Directives:
**A.** In the shield-law post below, write out word for word the part that opens with the words containing "By Mark Fitzgerald" and closes with "Indiana Richard Lugar.".
**B.** In the shield-law post below, which group did U.S. Rep. Mike Pence speak to about protecting bloggers?

Extract:
[BEGIN]
Monday, October 24, 2005

WHAT'S A JOURNALIST? Sponsor says bill may include blogger


Here's an update on the question of defining a journalist for a federal
shield law. Here's the text of the legislation. The language appears very ambiguous and broad:
http://thomas.loc.gov/cgi-bin/query/z?c109:S.1419:l

Bill's Author Says Some Bloggers Would be Protected by Shield Law

http://news.yahoo.com/s/ep/20051025/en_bpiep/billsauthorsayssomebloggerswouldbeprotectedbyshieldlaw

By Mark Fitzgerald
Editor & Publisher Online via Yahoo

Bloggers who actually gather news would be protected under the proposed
federal shield law, the legislation's first author, U.S. Rep. Mike Pence
(news, bio, voting record), R-Ind., told the Inland Press Association
Monday.

Pence's view of who would qualify as a journalist under the Free Flow of
Information Act differed from the assessment of the bill's co-sponsor in
the Senate, Indiana Richard Lugar.

Exactly two weeks before speaking at the Inter American Press Association,
Lugar said bloggers would "probably not" be considered journalists
eligible for the act's protections.
[END]
Data segment:
[BEGIN]
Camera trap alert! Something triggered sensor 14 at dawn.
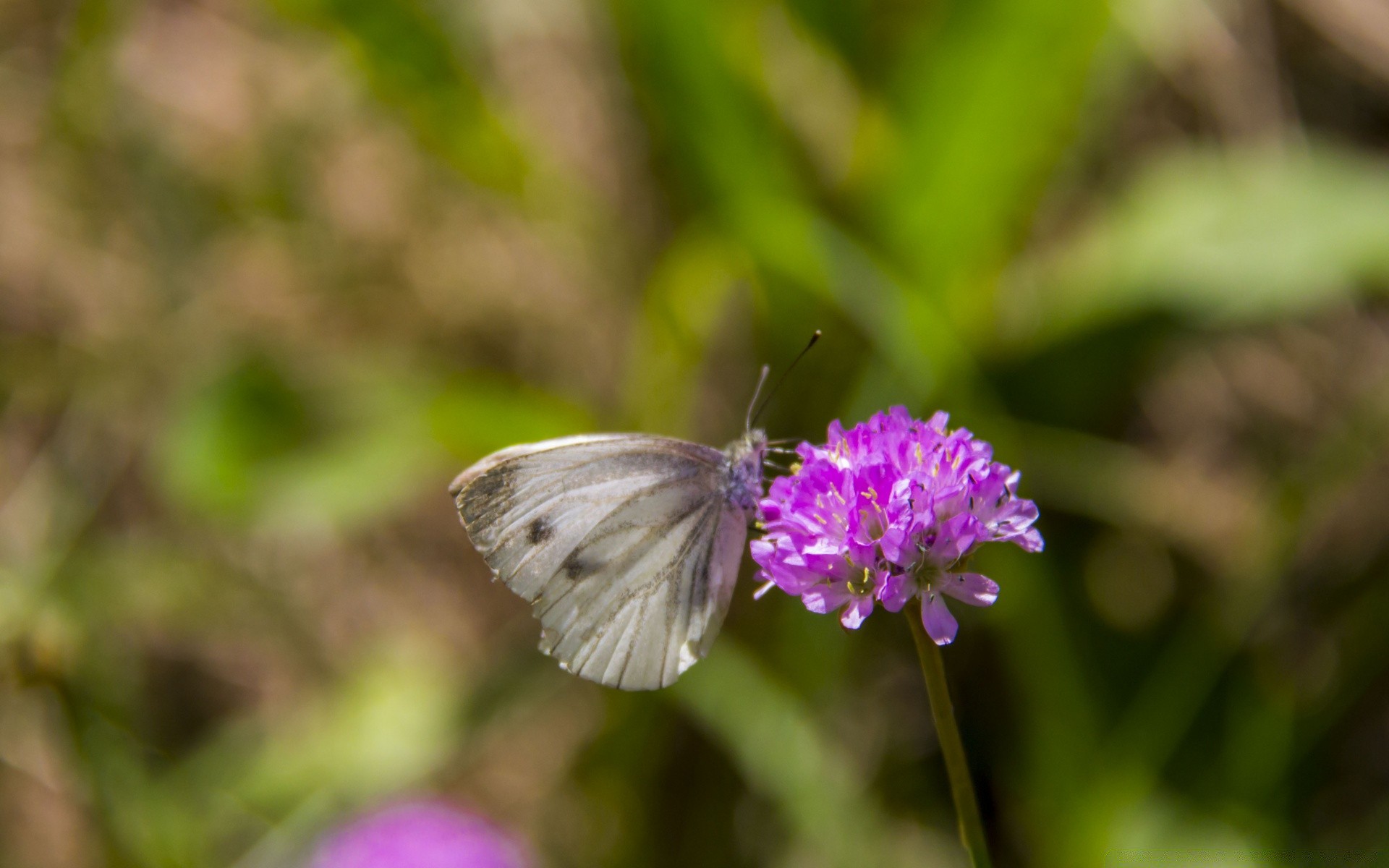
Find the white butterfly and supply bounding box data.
[END]
Problem solutions:
**A.**
By Mark Fitzgerald
Editor & Publisher Online via Yahoo

Bloggers who actually gather news would be protected under the proposed
federal shield law, the legislation's first author, U.S. Rep. Mike Pence
(news, bio, voting record), R-Ind., told the Inland Press Association
Monday.

Pence's view of who would qualify as a journalist under the Free Flow of
Information Act differed from the assessment of the bill's co-sponsor in
the Senate, Indiana Richard Lugar.

**B.** The Inland Press Association.